We note that a language L is accepted or recognized by a conventional automaton (machine) M, such as a finite automaton or a Turing machine, if this automaton accepts all words from L and only these words. It is denoted by L_M or L(M) and is also called that language of the machine M.

In the case of selective machines, we have two types of languages.

The positive language L(M_P) of the selective machines M is the language accepted/recognized by all positive processors of M.

The negative language is defined in a similar way.

The negative language L(M_N) of the selective machines M is the language rejected/eliminated/prohibited by any of the negative processors of M.

Positive and negative languages together recognize the language of selective machines in the following way.

The language L(M) = L(M_P)\L(M_N) is the language of the selective machine M.

3. Classes of Selective Machines

Taking two classes K and H of automata (algorithms), we denote by K/H the class of all selective machines, in which the positive processors are automata from K and the negative processors are automata from H.

In what follows, we consider selective machines that have one positive processor and one negative processor, each of which belongs to one of the following classes:

• FA is the class all finite automata working with words in a given alphabet
• PA is the class all pushdown automata working with words in a given alphabet
• TM is the class all Turing machines working with words in a given alphabet

This gives us the following classes of selective machines:

• FA/FA is the class of all finite selective machines, or FF-selective machines, in which both positive and negative processors are finite automata.
• FA/PA is the class of all FP-selective machines, in which the positive processor is a finite automaton, and the negative processor is a pushdown automaton.
• FA/TM is the class of all FT-selective machines, in which the positive processor is a finite automaton, and the negative processor is a Turing machine.
• PA/PA is the class of all pushdown selective machines, in which both the positive and negative processors are pushdown automata.
• PA/FA is the class of all PF-selective machines, in which the positive processor is a pushdown automaton, and the negative processor is a finite automaton.
• PA/TM is the class of all PT-selective machines, in which the positive processor is a pushdown automaton, and the negative processor is a Turing machine.

## Do this
Quote the passage on selective machines word for word, starting at "The negative language is" and ending at "the following way.".

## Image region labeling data
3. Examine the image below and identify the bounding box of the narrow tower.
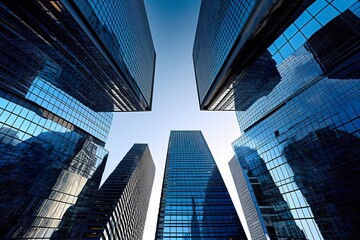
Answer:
[156,131,247,239]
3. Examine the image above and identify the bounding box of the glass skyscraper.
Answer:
[0,0,155,239]
[155,131,247,239]
[225,0,360,239]
[193,0,312,111]
[80,144,155,240]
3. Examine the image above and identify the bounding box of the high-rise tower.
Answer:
[193,0,313,111]
[193,0,360,239]
[155,131,247,239]
[0,0,155,239]
[205,0,360,239]
[81,144,155,240]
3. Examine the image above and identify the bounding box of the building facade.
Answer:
[193,0,314,111]
[0,0,155,239]
[81,144,155,240]
[155,131,247,239]
[231,0,360,239]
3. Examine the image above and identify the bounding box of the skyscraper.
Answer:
[81,144,155,239]
[193,0,314,111]
[155,131,247,239]
[0,0,155,239]
[221,0,360,239]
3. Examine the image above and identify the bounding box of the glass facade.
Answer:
[0,90,110,239]
[155,131,247,240]
[0,0,155,239]
[0,0,155,112]
[193,0,313,111]
[233,0,360,239]
[74,0,155,106]
[193,0,257,101]
[80,144,155,240]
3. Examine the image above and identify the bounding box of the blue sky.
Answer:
[104,0,246,240]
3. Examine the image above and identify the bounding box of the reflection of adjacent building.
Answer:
[81,144,155,239]
[155,131,247,239]
[193,0,314,111]
[0,0,155,239]
[0,125,105,238]
[228,0,360,239]
[230,147,306,240]
[284,127,360,239]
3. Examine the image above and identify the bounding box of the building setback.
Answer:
[0,0,155,239]
[81,144,155,239]
[155,131,247,239]
[225,0,360,239]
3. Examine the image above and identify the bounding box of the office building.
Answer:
[193,0,313,111]
[155,131,247,239]
[0,0,155,112]
[231,0,360,239]
[0,0,155,239]
[81,144,155,240]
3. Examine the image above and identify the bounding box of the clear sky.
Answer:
[100,0,250,240]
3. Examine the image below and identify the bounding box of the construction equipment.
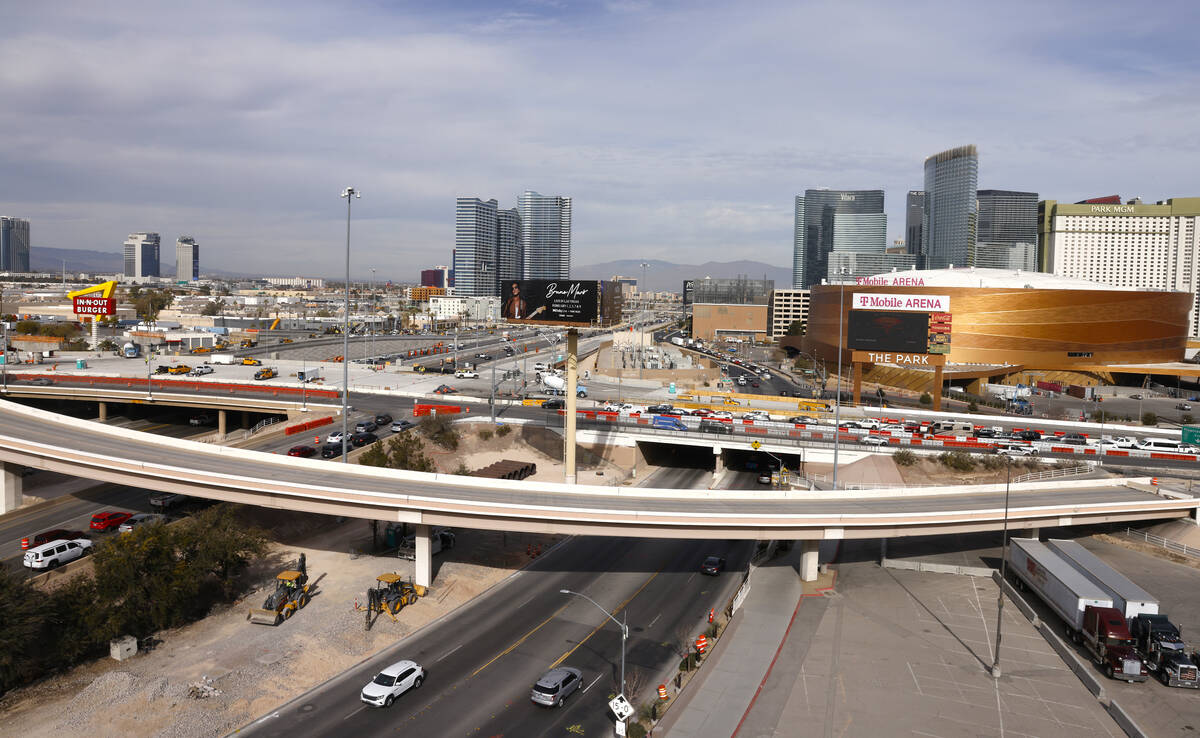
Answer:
[246,562,312,625]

## Full output
The negative language is defined in a similar way.

The negative language L(M_N) of the selective machines M is the language rejected/eliminated/prohibited by any of the negative processors of M.

Positive and negative languages together recognize the language of selective machines in the following way.